[Opening Task material section]

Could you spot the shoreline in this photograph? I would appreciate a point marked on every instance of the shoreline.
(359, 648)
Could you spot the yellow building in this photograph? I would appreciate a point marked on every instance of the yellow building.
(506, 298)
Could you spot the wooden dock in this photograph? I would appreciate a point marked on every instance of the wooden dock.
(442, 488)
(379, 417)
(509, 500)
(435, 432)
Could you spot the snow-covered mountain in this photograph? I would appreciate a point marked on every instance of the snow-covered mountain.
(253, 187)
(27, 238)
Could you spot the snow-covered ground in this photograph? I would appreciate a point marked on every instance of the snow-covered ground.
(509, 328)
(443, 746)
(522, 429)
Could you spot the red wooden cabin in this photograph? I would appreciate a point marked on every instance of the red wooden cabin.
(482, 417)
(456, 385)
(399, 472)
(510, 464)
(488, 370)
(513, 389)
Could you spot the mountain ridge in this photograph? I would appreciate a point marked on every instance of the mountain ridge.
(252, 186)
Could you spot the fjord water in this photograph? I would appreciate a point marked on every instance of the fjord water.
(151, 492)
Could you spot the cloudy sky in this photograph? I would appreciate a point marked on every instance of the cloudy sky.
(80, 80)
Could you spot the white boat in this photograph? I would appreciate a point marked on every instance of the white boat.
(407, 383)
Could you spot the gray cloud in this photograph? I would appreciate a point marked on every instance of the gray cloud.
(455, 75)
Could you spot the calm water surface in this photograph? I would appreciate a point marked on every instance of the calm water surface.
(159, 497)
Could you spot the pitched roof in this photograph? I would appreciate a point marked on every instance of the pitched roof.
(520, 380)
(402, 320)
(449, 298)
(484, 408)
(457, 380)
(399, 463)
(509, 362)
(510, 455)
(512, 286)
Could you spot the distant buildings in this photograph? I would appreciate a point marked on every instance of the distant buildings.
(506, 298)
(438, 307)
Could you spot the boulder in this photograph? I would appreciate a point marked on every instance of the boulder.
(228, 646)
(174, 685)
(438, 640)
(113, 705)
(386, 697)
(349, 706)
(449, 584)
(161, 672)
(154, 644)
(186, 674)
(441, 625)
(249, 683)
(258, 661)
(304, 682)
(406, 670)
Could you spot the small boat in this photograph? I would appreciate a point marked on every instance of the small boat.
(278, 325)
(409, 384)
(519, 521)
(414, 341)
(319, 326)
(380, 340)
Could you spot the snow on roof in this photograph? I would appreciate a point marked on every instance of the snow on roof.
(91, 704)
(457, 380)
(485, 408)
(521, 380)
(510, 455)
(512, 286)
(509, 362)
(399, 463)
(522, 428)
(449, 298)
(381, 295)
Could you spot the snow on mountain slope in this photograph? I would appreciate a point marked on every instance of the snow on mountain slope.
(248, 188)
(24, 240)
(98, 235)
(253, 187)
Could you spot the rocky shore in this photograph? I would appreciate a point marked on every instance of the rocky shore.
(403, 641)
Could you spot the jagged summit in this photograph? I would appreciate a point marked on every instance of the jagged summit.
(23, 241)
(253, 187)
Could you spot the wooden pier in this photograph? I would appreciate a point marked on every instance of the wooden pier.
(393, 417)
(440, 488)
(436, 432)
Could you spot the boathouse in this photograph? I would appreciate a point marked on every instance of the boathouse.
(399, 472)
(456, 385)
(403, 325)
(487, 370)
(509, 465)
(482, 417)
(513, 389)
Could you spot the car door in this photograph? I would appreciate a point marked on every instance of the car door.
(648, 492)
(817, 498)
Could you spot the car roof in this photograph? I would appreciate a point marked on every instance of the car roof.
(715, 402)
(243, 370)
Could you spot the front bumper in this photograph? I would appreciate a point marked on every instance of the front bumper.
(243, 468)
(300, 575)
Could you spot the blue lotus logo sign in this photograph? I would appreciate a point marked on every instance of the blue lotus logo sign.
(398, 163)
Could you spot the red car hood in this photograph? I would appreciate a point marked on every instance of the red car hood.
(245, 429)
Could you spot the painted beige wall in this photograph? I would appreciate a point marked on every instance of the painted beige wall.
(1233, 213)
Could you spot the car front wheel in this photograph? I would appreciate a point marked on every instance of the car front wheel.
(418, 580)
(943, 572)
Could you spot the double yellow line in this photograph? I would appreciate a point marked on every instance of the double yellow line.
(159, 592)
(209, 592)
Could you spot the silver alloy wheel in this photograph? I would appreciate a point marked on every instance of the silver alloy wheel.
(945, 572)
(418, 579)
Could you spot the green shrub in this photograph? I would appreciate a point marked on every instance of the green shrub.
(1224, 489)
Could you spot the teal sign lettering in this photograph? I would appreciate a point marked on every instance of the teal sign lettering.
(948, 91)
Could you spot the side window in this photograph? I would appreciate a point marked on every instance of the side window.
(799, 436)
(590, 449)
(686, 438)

[Closing Task material section]

Work request :: Print the material exactly. Include every line.

Exercise solution ::
Could you spot the shoreline in this photograph? I would appreciate a point marked on every instance of the shoreline.
(359, 648)
Could you spot the yellow building in this photograph? I would appreciate a point marked on every instance of the yellow building.
(506, 298)
Could you spot the wooden dock in this photograph? I would appreciate a point marked on every instance of the wooden dock.
(442, 488)
(379, 417)
(509, 500)
(435, 432)
Could you spot the snow-covered mountain in this photograph? I would appreciate a point marked on every instance of the snow-covered mountain.
(253, 187)
(27, 238)
Could you spot the snow-covered ground in this photograph? I would appreciate a point marked on every instance of the snow-covered ground.
(509, 328)
(443, 746)
(522, 429)
Could you spot the red wooden cabin in this photograph? I would appreciate a point marked on every instance of the red wooden cabin.
(482, 417)
(456, 385)
(399, 472)
(510, 464)
(488, 370)
(513, 389)
Could you spot the mountain ridge in this photograph? I would appreciate a point marked on every instance of the mountain ridge.
(252, 186)
Could you spot the fjord water in this photograph? I would appreciate a point marked on every instance of the fjord water.
(151, 492)
Could you spot the cloudy sky in this photograph? I would appreciate a point marked on every instance of the cloudy sky.
(80, 80)
Could you spot the white boat in this photograph? I would appreciate a point marked on every instance of the white boat.
(407, 383)
Could you spot the gray cloud in this photograph? I would appreciate a point marked on every instance of the gray cloud.
(455, 75)
Could you spot the calm water surface in this photograph? I would appreciate a point marked on every instance of the calm water surface.
(159, 497)
Could you spot the pitched roof in this photograph? I would appreciate a point marked on every instance of the pitched roof.
(520, 380)
(402, 320)
(449, 298)
(484, 408)
(457, 380)
(399, 463)
(509, 362)
(510, 455)
(512, 286)
Could you spot the distant buildings in this photograph? I would appreciate a point marked on every instance of the distant buildings.
(506, 298)
(438, 307)
Could you spot the boulder in this photograph? I would appreciate a point marked on every instance of the boulder.
(228, 646)
(174, 685)
(438, 640)
(113, 705)
(386, 697)
(349, 706)
(449, 584)
(161, 672)
(154, 644)
(186, 674)
(441, 625)
(249, 683)
(258, 661)
(304, 682)
(406, 670)
Could you spot the small boat in this photograph? I would appreciate a point marked on every instance of the small boat.
(278, 325)
(409, 384)
(519, 521)
(414, 341)
(319, 326)
(380, 340)
Could you spot the snow on roof in this photograph? I would appreciate a point marked on every instance of the snow on roof.
(91, 704)
(457, 380)
(485, 408)
(521, 380)
(510, 455)
(512, 286)
(509, 362)
(399, 463)
(522, 428)
(449, 298)
(381, 295)
Could you spot the snow on mountain slope in this photograph? I would appreciate a point marked on every instance of the snow on mountain slope.
(248, 188)
(24, 240)
(98, 235)
(253, 187)
Could you spot the rocky shore in this photograph? I would appreciate a point marked on every instance of the rocky shore.
(403, 641)
Could you spot the jagged summit in this photograph? I would appreciate a point marked on every instance of the jagged summit.
(23, 241)
(253, 187)
Could you spot the wooden pier in this photograph? I would appreciate a point marked on every instance of the wooden pier.
(393, 417)
(440, 488)
(436, 432)
Could you spot the boathouse in this photograph? I would appreciate a point marked on every instance of the boathouse.
(399, 472)
(456, 385)
(403, 325)
(487, 370)
(509, 465)
(482, 417)
(513, 389)
Could you spot the car door in this photograph? I would appreciate a point marked on every instance of the car door.
(648, 492)
(817, 498)
Could you spot the car roof in this photograph? I would appreciate a point marked on every instance of the car roof.
(715, 402)
(243, 370)
Could you spot the front bumper in this photograph? I would appreciate a point marked on every instance of the front bumper.
(243, 468)
(300, 575)
Could you spot the blue lotus logo sign in this photograph? I would appreciate a point marked on every instance of the blue lotus logo sign.
(398, 163)
Could you spot the red car hood in this photograph? I would appreciate a point marked on every instance of the red car hood.
(245, 429)
Could you spot the painted beige wall in this photograph? I would appreciate a point marked on every instance of the painted beige wall.
(1233, 213)
Could you spot the car front wheel in this photograph? I would appreciate a point marked on every instance of the car front wheel.
(418, 580)
(943, 572)
Could you spot the double yellow line in this photograph? I would appreciate a point marked on every instance of the double yellow line.
(159, 592)
(209, 592)
Could you spot the silver alloy wheel in this photograph? I would appreciate a point marked on every instance of the silver alloy wheel.
(945, 572)
(418, 579)
Could you spot the green shrub in this photograph? I would appreciate a point marked on every instance of the green shrub.
(1224, 489)
Could you spot the teal sign lettering in this photograph? I would appreciate a point marked on every instance of the teal sign lettering.
(948, 91)
Could you spot the side window in this photograph? I would appreciate a point marked on every instance of the side window.
(799, 436)
(590, 449)
(686, 438)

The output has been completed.